**Request:** Recast the data below as a Markdown table with the columns "Index" and "Entry", one numbered row per line, starting at the first line of the data and ending at the line that contains "Query: cliff face", and skip blank lines. Leave the pictures out of the table.

<<<<

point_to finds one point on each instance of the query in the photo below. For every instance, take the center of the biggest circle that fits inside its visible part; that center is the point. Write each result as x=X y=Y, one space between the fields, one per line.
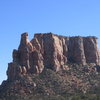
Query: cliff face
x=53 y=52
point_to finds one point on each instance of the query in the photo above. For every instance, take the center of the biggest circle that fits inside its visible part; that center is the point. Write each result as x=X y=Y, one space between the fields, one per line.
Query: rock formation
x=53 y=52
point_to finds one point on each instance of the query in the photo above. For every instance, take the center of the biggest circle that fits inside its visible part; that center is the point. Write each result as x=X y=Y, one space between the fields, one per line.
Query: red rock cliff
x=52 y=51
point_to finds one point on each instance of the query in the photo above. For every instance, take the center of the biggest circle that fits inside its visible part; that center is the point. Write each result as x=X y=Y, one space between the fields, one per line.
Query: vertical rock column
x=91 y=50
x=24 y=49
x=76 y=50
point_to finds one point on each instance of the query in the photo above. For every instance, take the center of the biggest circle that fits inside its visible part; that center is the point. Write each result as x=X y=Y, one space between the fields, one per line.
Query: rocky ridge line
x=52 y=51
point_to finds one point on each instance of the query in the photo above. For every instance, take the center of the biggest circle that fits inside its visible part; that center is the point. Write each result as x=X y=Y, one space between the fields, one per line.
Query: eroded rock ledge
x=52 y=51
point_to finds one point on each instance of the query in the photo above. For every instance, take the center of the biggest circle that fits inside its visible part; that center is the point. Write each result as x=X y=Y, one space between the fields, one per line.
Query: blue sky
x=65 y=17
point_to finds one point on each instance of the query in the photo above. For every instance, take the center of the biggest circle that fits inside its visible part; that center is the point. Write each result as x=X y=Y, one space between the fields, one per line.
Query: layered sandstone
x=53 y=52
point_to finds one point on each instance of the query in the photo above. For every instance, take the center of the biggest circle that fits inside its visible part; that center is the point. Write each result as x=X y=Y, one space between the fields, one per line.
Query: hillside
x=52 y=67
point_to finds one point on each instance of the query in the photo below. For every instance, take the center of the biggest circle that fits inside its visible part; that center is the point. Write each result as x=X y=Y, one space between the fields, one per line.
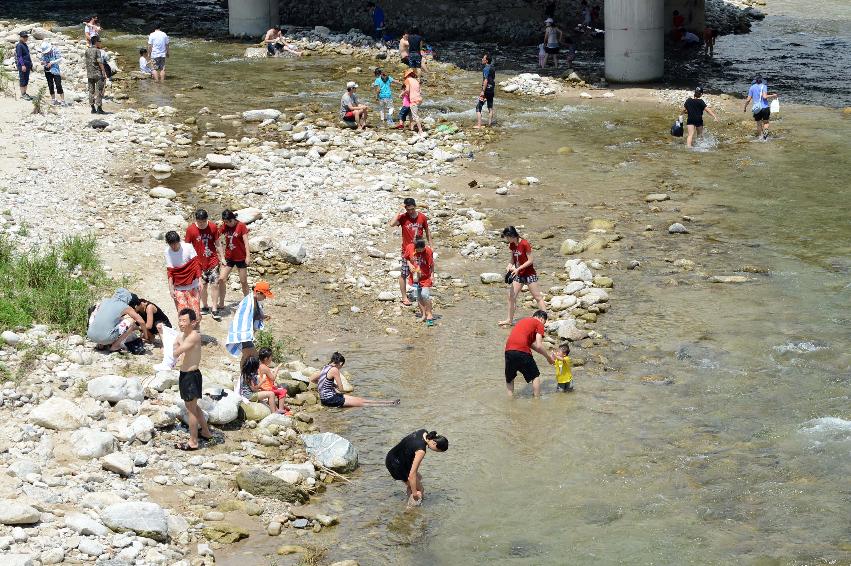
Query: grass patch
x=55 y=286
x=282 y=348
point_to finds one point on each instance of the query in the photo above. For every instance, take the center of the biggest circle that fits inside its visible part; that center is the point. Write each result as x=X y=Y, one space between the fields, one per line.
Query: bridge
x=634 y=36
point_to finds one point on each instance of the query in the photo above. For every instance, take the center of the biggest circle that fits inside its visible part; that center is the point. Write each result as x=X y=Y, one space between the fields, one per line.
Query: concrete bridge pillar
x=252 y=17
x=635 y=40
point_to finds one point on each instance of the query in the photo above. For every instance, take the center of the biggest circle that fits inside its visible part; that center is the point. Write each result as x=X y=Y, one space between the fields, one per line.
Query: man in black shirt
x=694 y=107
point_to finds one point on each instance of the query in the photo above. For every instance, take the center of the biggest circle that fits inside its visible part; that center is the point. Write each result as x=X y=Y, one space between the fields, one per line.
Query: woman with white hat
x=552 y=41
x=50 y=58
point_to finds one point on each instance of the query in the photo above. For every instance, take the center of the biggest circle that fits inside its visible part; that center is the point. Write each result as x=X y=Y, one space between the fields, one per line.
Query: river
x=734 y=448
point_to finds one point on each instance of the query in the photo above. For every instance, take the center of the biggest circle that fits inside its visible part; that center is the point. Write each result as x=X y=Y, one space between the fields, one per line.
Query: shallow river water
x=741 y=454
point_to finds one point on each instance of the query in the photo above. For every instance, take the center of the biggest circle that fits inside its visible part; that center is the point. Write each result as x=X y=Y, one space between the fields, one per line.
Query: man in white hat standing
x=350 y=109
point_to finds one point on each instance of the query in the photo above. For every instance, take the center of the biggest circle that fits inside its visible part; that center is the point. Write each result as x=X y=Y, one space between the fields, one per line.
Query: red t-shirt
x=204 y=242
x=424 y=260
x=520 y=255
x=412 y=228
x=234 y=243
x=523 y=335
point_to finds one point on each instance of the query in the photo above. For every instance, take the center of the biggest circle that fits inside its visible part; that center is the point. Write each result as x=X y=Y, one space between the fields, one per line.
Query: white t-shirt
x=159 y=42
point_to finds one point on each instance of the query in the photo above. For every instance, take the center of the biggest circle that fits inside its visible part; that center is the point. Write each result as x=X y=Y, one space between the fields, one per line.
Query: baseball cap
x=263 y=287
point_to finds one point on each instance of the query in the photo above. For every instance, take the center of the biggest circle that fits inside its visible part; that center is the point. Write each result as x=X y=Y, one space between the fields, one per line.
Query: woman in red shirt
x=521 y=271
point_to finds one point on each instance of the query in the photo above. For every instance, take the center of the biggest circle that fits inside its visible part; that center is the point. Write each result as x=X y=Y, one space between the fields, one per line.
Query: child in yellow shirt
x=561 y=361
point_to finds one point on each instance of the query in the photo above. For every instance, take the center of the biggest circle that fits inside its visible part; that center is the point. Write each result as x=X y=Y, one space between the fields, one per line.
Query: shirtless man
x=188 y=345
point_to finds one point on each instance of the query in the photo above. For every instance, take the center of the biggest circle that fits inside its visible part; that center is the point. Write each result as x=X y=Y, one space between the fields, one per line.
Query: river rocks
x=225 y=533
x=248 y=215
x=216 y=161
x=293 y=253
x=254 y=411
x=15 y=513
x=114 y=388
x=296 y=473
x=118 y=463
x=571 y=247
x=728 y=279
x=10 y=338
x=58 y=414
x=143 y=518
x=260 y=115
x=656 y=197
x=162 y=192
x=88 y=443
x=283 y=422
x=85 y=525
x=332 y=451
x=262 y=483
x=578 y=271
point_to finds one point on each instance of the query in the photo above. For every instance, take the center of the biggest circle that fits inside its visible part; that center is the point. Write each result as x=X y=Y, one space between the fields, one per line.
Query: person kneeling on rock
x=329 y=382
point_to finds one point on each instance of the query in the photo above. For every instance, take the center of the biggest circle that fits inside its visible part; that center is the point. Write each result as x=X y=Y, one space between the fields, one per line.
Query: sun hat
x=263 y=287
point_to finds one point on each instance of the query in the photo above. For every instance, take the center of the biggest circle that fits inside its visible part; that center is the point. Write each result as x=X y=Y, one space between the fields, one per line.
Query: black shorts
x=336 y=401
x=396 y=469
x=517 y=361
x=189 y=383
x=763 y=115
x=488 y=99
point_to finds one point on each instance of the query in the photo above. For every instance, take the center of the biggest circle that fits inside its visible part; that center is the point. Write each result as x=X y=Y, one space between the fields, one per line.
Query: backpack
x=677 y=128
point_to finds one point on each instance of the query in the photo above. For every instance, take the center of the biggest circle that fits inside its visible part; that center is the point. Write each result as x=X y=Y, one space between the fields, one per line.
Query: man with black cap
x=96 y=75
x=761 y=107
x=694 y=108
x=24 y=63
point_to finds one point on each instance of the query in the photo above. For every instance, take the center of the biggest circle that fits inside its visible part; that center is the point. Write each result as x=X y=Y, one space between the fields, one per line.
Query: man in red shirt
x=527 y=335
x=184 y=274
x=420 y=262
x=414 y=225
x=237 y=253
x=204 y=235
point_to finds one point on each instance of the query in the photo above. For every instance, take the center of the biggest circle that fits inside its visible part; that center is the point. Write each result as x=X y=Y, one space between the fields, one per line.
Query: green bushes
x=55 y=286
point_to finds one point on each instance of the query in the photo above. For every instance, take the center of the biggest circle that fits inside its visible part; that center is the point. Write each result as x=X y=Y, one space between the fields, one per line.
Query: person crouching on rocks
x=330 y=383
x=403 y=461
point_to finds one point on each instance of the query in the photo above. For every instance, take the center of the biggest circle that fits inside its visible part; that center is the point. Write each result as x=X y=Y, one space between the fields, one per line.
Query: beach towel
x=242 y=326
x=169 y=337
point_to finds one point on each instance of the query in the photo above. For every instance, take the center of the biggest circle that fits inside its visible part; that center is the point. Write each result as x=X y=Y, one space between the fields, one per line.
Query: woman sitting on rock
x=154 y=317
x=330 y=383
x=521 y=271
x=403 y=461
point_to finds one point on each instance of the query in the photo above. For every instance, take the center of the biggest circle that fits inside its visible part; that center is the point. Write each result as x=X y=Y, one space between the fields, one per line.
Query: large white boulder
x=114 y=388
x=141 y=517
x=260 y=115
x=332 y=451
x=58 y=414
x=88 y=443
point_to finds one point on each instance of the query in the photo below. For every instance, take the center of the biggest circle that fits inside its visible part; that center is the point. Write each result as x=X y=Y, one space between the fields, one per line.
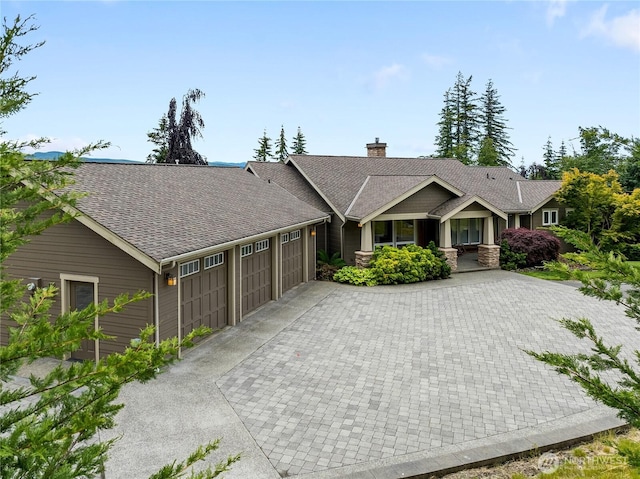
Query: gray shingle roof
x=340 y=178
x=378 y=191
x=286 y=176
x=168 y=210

>>>>

**Full answer:**
| Index | Entry |
|---|---|
| 1 | point_to finds one point on each instance of the query in the photo below. For every instance, take the center of the biggest circle that fits inside its visible part; that center is the point. Write each result as x=X y=Y, one space between the fields, one per line. |
| 2 | Query: cliff face |